------ Dataset records
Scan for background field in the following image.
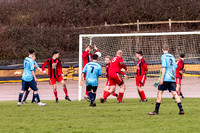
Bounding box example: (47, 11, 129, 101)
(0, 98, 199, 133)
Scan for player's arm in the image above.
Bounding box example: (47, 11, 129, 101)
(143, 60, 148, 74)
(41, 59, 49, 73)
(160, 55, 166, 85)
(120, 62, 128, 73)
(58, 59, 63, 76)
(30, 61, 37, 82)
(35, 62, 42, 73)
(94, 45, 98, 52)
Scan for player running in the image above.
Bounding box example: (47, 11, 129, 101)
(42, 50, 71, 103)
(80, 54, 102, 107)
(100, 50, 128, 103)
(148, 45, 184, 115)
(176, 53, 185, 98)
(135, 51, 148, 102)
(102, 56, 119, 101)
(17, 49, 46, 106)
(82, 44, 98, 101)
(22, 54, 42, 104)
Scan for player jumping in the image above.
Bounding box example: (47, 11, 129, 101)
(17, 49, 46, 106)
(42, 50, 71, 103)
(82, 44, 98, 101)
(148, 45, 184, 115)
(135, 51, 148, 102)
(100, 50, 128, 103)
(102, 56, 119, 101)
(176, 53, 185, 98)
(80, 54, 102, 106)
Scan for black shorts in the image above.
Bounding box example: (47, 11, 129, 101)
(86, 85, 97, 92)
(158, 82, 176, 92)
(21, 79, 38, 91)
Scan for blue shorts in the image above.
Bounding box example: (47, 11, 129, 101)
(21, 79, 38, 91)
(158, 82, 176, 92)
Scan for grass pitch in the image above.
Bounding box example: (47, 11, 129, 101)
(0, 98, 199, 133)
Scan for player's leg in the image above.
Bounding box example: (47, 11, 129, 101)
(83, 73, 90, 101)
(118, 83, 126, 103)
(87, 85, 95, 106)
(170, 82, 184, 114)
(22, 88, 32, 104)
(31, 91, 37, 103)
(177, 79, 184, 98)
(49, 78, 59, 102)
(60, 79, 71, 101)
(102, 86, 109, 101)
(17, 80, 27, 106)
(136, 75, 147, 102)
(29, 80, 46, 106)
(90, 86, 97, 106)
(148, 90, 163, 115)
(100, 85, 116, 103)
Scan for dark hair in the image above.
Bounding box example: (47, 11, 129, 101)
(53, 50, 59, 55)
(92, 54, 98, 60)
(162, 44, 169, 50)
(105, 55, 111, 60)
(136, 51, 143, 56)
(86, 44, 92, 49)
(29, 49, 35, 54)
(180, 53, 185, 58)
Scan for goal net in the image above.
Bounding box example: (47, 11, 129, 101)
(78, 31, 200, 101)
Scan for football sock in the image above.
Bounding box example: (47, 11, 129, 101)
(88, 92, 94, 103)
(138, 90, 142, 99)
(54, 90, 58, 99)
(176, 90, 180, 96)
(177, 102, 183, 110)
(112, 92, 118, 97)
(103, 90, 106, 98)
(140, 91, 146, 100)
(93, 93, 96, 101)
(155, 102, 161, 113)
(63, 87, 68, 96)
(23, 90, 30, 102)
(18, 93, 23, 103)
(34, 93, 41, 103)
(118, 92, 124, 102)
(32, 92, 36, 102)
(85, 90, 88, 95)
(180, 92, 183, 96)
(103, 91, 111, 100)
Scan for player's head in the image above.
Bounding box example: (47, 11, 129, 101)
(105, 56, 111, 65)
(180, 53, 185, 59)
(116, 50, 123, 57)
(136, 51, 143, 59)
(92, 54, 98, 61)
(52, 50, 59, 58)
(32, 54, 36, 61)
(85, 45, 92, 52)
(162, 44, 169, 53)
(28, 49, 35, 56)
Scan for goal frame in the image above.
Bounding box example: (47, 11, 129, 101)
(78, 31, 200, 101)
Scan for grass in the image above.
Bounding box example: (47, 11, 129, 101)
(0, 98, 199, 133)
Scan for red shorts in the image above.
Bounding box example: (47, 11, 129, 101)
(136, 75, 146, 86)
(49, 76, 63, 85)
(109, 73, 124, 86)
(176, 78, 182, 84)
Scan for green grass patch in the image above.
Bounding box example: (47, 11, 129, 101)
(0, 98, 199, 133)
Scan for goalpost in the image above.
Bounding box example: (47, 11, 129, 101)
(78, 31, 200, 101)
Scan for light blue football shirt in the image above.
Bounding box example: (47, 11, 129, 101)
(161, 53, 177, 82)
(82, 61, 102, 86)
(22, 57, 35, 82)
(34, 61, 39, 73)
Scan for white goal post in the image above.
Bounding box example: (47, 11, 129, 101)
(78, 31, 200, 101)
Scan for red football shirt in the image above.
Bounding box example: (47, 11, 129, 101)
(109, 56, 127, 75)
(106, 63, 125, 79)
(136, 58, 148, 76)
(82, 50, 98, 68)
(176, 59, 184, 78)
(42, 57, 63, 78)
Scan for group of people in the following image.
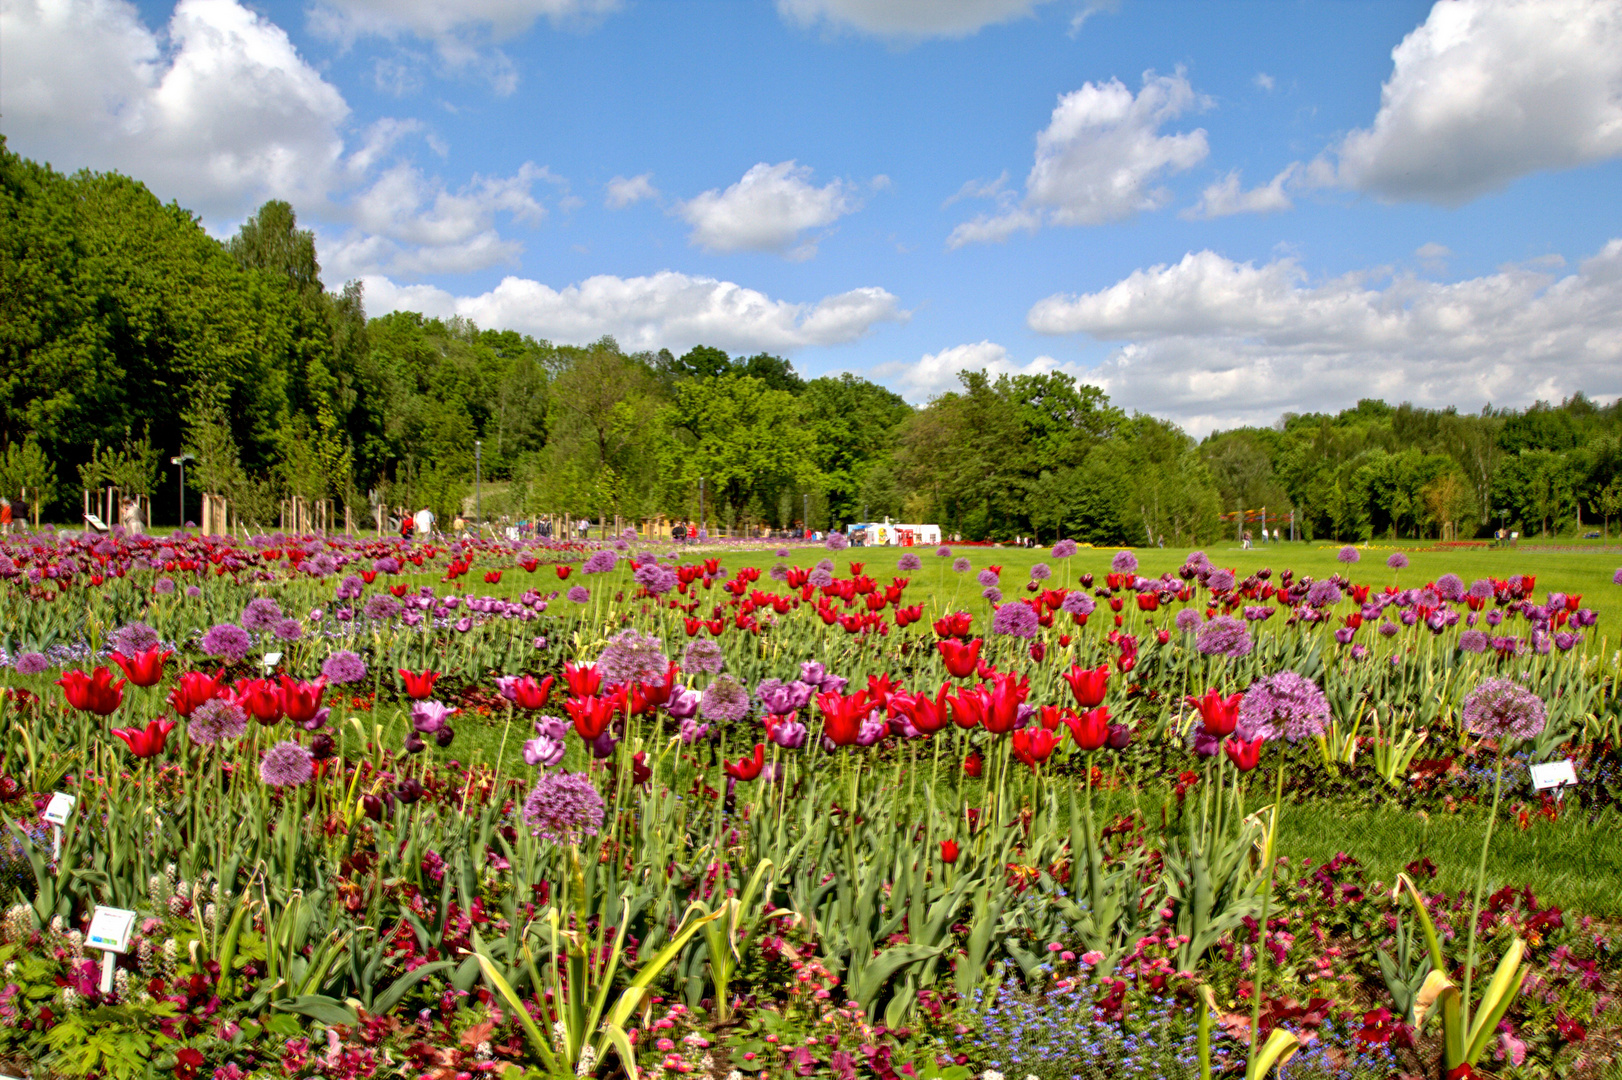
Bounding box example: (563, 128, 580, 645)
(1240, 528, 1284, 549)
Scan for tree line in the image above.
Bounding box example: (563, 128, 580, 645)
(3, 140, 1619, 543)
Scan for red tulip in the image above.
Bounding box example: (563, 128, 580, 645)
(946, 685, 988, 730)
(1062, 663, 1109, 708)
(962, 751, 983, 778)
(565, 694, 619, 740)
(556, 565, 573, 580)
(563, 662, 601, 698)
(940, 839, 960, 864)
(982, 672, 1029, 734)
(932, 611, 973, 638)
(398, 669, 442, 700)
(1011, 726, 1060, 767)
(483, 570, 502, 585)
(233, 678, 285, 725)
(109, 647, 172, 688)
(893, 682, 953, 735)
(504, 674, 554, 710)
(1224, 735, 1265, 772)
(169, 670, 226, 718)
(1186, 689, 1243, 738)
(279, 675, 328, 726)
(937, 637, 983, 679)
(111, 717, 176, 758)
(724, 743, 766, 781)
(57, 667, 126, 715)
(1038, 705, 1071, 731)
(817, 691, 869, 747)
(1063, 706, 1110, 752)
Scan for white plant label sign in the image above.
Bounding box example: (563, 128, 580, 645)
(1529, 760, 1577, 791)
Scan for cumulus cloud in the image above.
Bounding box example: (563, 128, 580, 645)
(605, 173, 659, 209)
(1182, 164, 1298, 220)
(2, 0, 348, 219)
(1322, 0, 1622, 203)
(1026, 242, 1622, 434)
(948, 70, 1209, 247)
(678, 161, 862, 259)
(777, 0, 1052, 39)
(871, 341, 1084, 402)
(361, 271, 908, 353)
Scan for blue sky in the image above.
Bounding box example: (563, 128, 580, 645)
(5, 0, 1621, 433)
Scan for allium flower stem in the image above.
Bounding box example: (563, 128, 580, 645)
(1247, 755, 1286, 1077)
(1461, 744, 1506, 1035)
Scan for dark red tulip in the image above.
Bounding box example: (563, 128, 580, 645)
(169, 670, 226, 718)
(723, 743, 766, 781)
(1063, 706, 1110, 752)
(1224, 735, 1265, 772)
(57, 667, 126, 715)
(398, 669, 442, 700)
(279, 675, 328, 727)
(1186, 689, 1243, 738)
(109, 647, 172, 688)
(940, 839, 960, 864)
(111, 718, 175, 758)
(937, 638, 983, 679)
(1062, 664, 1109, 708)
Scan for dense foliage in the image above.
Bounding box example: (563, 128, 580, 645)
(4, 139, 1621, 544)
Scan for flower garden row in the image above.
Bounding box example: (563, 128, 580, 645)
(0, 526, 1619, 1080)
------------
What you should do: Only one stretch of the data above is needed. Restate it word for word, from the line containing "Scan for red tulip in the image above." through the line containing "Scan for blue sky in the image above.", both ends included.

Completed task:
Scan for red tulip in the image above.
Bounding box example: (563, 128, 580, 645)
(946, 685, 988, 730)
(1062, 663, 1109, 708)
(962, 751, 983, 778)
(565, 694, 619, 740)
(556, 565, 573, 580)
(563, 662, 601, 698)
(940, 839, 960, 864)
(982, 672, 1029, 734)
(932, 611, 973, 638)
(398, 669, 442, 700)
(1011, 726, 1060, 767)
(483, 570, 502, 585)
(233, 678, 285, 725)
(109, 647, 172, 688)
(893, 682, 953, 735)
(504, 674, 554, 710)
(1224, 735, 1265, 772)
(169, 670, 226, 718)
(1186, 689, 1243, 738)
(279, 675, 328, 726)
(937, 637, 983, 679)
(111, 717, 176, 758)
(724, 743, 766, 781)
(57, 667, 126, 715)
(1038, 705, 1071, 731)
(817, 691, 869, 747)
(1063, 706, 1110, 752)
Scan for white plant label sign in the image above.
Bounding box example: (563, 128, 580, 645)
(1529, 760, 1577, 791)
Scan for cumulus cloud in the image above.
Bounding box example: (563, 128, 580, 645)
(605, 173, 659, 209)
(1182, 164, 1298, 220)
(2, 0, 348, 219)
(1322, 0, 1622, 203)
(1026, 242, 1622, 434)
(948, 70, 1209, 247)
(678, 161, 862, 259)
(777, 0, 1052, 39)
(871, 341, 1084, 402)
(361, 271, 908, 353)
Scan for blue sky in the image above.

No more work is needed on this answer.